→ THE TASK: Every line from the start of the records below to the line containing "Wanted = one point per instance on the sail class" should be retyped exactly, that line included, and no others.

→ EXTRACTED MATERIAL:
* * * *

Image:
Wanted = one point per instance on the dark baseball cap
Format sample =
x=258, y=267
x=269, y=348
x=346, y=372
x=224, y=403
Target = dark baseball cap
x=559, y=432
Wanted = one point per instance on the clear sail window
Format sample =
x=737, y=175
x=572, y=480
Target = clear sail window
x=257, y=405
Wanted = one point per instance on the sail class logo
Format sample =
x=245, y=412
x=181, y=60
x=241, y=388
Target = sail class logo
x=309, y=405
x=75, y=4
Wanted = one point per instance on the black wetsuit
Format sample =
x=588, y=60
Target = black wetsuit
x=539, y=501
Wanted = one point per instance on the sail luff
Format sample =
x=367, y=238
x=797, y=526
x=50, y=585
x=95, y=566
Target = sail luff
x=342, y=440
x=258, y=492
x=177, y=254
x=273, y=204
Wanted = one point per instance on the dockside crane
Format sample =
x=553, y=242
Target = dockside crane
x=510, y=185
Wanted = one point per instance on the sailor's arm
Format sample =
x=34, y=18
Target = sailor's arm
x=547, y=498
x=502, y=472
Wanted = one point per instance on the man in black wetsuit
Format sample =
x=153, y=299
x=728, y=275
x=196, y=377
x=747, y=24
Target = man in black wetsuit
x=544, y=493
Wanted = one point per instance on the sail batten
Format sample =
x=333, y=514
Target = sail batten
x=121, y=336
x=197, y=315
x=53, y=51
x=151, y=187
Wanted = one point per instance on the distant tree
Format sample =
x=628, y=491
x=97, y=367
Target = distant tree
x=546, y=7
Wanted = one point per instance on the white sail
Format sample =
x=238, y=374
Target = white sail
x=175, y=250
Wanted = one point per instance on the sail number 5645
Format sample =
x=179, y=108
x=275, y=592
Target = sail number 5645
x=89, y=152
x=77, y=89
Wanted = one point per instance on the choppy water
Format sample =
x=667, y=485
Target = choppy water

* * * *

→ TASK OUTPUT:
Image:
Wanted = one point per instance on the dark baseball cap
Format sample =
x=258, y=267
x=269, y=348
x=346, y=372
x=224, y=403
Target = dark baseball cap
x=559, y=432
Wanted = one point per instance on the clear sail window
Format sample =
x=737, y=175
x=572, y=480
Target = clear sail window
x=257, y=405
Wanted = one point per instance on the sail class logo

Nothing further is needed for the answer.